- **STATED TASK**
Set down each of the records below word for word, leaving out the pictures.

- **DATA ROWS**
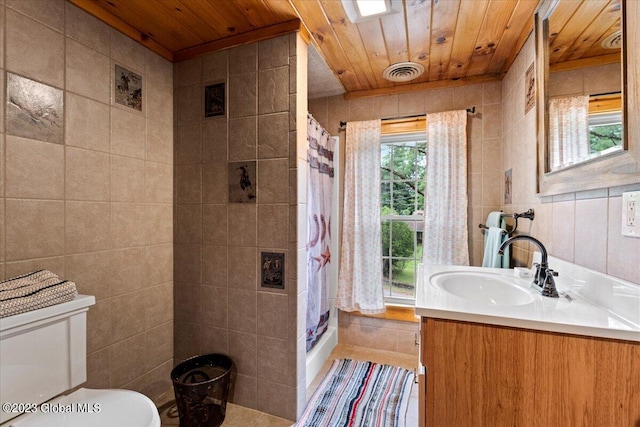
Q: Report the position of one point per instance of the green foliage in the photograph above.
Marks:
(604, 137)
(397, 241)
(403, 172)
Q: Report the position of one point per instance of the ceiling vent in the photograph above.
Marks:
(613, 41)
(403, 71)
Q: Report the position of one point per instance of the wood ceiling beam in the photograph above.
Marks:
(265, 33)
(438, 84)
(92, 8)
(585, 62)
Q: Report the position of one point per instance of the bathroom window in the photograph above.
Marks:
(605, 133)
(403, 162)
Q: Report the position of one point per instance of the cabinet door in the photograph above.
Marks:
(422, 397)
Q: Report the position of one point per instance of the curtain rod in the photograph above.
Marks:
(470, 110)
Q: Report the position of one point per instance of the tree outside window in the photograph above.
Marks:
(403, 162)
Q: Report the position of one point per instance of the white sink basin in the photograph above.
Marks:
(486, 288)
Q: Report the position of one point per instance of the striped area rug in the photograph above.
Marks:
(359, 394)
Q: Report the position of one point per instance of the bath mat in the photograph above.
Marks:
(359, 394)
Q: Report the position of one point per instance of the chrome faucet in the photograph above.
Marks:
(543, 281)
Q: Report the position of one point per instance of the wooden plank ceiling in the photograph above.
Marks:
(457, 41)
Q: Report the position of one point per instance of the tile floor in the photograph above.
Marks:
(238, 416)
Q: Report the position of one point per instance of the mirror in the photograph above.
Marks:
(585, 128)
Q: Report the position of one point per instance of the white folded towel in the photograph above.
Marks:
(493, 238)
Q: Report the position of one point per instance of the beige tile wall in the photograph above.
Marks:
(582, 227)
(97, 209)
(219, 303)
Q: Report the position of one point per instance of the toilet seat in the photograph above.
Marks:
(122, 408)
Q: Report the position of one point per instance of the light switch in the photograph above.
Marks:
(631, 214)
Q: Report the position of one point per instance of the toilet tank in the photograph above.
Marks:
(43, 352)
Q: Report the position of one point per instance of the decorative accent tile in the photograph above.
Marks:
(530, 95)
(127, 87)
(214, 100)
(34, 110)
(508, 180)
(272, 270)
(242, 182)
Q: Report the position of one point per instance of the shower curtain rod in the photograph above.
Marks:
(470, 110)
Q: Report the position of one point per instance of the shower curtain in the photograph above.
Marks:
(319, 202)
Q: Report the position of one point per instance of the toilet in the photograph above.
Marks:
(43, 354)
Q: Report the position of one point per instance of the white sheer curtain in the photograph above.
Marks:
(568, 130)
(360, 279)
(445, 236)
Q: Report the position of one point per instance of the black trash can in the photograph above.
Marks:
(201, 386)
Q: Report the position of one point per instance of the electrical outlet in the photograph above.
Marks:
(631, 214)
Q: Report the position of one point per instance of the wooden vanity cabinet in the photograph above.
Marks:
(484, 375)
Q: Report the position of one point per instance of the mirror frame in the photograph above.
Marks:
(609, 171)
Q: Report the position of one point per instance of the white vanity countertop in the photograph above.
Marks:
(612, 309)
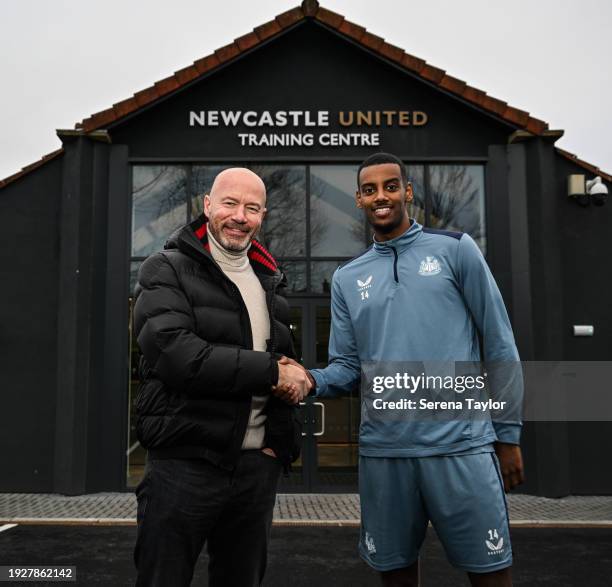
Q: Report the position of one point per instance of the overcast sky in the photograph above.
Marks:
(62, 60)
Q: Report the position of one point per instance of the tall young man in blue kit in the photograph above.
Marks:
(426, 295)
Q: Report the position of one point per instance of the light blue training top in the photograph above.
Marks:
(423, 296)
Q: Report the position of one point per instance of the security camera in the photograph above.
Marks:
(597, 190)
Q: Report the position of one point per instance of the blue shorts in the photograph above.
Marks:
(462, 496)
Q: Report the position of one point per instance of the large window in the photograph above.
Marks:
(312, 224)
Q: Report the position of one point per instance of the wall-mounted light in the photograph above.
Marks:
(576, 188)
(597, 190)
(584, 191)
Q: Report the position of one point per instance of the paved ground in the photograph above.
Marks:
(307, 556)
(301, 509)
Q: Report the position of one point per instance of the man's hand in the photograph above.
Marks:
(288, 361)
(293, 383)
(511, 464)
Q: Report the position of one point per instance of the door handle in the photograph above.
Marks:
(302, 404)
(322, 431)
(322, 406)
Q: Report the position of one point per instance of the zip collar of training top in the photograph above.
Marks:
(399, 243)
(195, 236)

- **ANSWER TO THIS TASK**
Q: Report the position of one point per instance of the green foliage in the photograph above.
Marks:
(604, 137)
(397, 241)
(403, 172)
Q: Report the position of one point per instance of the ceiling vent in the photograph above.
Marks:
(613, 41)
(403, 71)
Q: Report the position of one point per instance of the wood ceiling beam in the photograph above.
Marks:
(265, 33)
(438, 84)
(92, 8)
(585, 62)
Q: Report the position of one point per instance of the bathroom window in the photograph above.
Marks:
(605, 133)
(403, 162)
Q: Report the position of one point per instance of the cabinet door in the photograph above.
Marks:
(422, 397)
Q: Report the position of one point per instance of the curtain rod in the photograph above.
Marks:
(470, 110)
Q: Report the position of one point per instance of the tree outside window in the photograph above.
Marks:
(403, 162)
Q: Report the position of one point per instance of the white sink basin in the photograph above.
Marks:
(486, 288)
Q: Report the position of one point per instance of the striped area rug in the photograph above.
Marks:
(359, 394)
Q: Report the position of one point per instance of the bath mat in the photograph above.
Marks:
(359, 394)
Q: Report the position of one point per instance of the chrome faucet in the photograph above.
Marks:
(543, 281)
Q: Report the position of one point per instance of the wooden plank ceiling in the photograph above.
Marks:
(457, 41)
Q: Report the position of one point per instance of the tile floor in the photograph above.
Marks:
(238, 416)
Q: Report the position of one point per instance of the mirror in the photograph above.
Marks:
(585, 128)
Q: Report the position of one point per instance of the white folded towel in the photograph above.
Marks:
(493, 238)
Q: Report the position of one point per instance of the beige tile wall in the photograph above.
Marks:
(582, 227)
(97, 209)
(219, 303)
Q: Report the position of one point per instance of the toilet seat in the photograph above.
Marks:
(122, 408)
Q: Report the position of one point per instance of the light switch in the photograph above.
Marks:
(631, 214)
Q: Report the position of one point per instance of the toilet tank in the photograph above.
Marks:
(43, 352)
Q: Report the position of one point per instance of the decorative accent tile in the photograph above.
Marks:
(530, 95)
(127, 87)
(214, 100)
(34, 110)
(508, 180)
(272, 270)
(242, 182)
Q: Report the position of one point per instance of the shower curtain rod in the photograph above.
Marks:
(470, 110)
Q: Report the position of one point per instance of the shower curtain in the photograph above.
Marks:
(319, 202)
Q: Report the position of one point per instance of the toilet in the photograph above.
Marks:
(43, 354)
Q: Report the position of one point per instance of the white sheer curtain in the photograph above.
Marks:
(568, 130)
(360, 279)
(445, 236)
Q: Report the position of one point per instance of the black trash can in the photograph above.
Marks:
(201, 386)
Q: Report the position of one point per instance of the electrical outlet in the photograph above.
Marks:
(631, 214)
Q: Report the position of one point per instance of the wooden vanity cabinet in the photograph above.
Marks:
(484, 375)
Q: Report the position of one point per instance of the mirror frame in the photograph above.
Marks:
(609, 171)
Q: Report the position of one point per instance of the white vanity countertop in the photograph above.
Marks:
(612, 309)
Q: Report the position of one point per instance of the overcast sky in the photograph above.
Marks:
(62, 60)
Q: Report the position of one point per instance of the tall young man in blue kit in the photograph above.
Marks:
(426, 295)
Q: Report the position of one point per instance of the light blue training top in the photograph above.
Marks:
(423, 296)
Q: Report the position of one point per instance of the security camera in the photograph above.
Marks:
(597, 190)
Q: Report the position of one point per instance of the blue shorts in the photograph above.
Marks:
(462, 496)
Q: Report the position of one point per instance of the large window in the photograph above.
Marks:
(312, 224)
Q: Report the position of one point per instance of the wall-mounted light in the photograph above.
Marks:
(576, 188)
(597, 190)
(584, 191)
Q: Report the position of one point per instance of the paved ground in the photograph above.
Marks:
(307, 556)
(301, 509)
Q: Report the position of one point per instance of the man's hand in the photograph above.
Marks:
(288, 361)
(293, 383)
(511, 464)
Q: Report the position of one point per instance of the door handle in the photograph above.
Marks:
(302, 404)
(322, 431)
(322, 406)
Q: Report the position of one point per instance of the zip collar of training top in the photograph above.
Marks:
(399, 243)
(195, 236)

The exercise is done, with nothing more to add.